Task item: The required output is every record, reproduced exactly.

Point localization data
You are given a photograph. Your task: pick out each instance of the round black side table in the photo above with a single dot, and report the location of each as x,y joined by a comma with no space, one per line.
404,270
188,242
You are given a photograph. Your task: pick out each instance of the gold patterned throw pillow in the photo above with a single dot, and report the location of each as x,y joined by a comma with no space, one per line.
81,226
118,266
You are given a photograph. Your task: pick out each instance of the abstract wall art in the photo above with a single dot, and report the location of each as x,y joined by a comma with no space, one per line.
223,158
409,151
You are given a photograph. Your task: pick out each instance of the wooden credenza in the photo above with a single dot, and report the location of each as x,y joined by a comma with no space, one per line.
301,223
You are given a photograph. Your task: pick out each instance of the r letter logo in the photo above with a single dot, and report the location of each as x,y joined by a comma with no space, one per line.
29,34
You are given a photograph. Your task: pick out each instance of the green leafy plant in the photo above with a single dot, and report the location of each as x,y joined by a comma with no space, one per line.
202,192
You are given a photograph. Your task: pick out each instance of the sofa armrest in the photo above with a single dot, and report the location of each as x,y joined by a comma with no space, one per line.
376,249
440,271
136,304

Result of the task:
You are given a photograph. Your task: pick out each instance of the round black side table in the photo above with a single dot, and report the location of each as x,y joined by a comma with no space, one per line.
404,270
188,242
You are given a photograph. Your task: pick out each instance of the gold patterned throw pillow in the photo above with a single dot, and report the location of each as x,y joined by a comma with no space, one per line.
81,226
118,266
You are given a photograph. Your task: pick out each instance of the abstract wall art in the photo above with a single dot, and report the location of each as x,y joined by a comma with no space, one per line.
223,158
409,151
You are given a photograph. Your task: pick out each instance of the wooden credenza in the photo above with a single dot, and report the location of each as x,y joined by a comma with no space, one per line.
301,223
You are given a photograph. Your task: pick out each instance of the r letter logo in the photo above with a single dot, and report the location of each as x,y joined by a comma with no space, one per line.
29,34
You are given a photograph. Your task: pick out each instance of the green leafy plant in the photo above with a single dot, and report the location of each as x,y joined by a comma with no space, one per line.
202,192
You are given a photograph. Your task: pick out each instance of the sofa armrest in the photo above with a single dot, and report the location of each as x,y joined by a comma with no space, one per line.
376,249
440,271
136,304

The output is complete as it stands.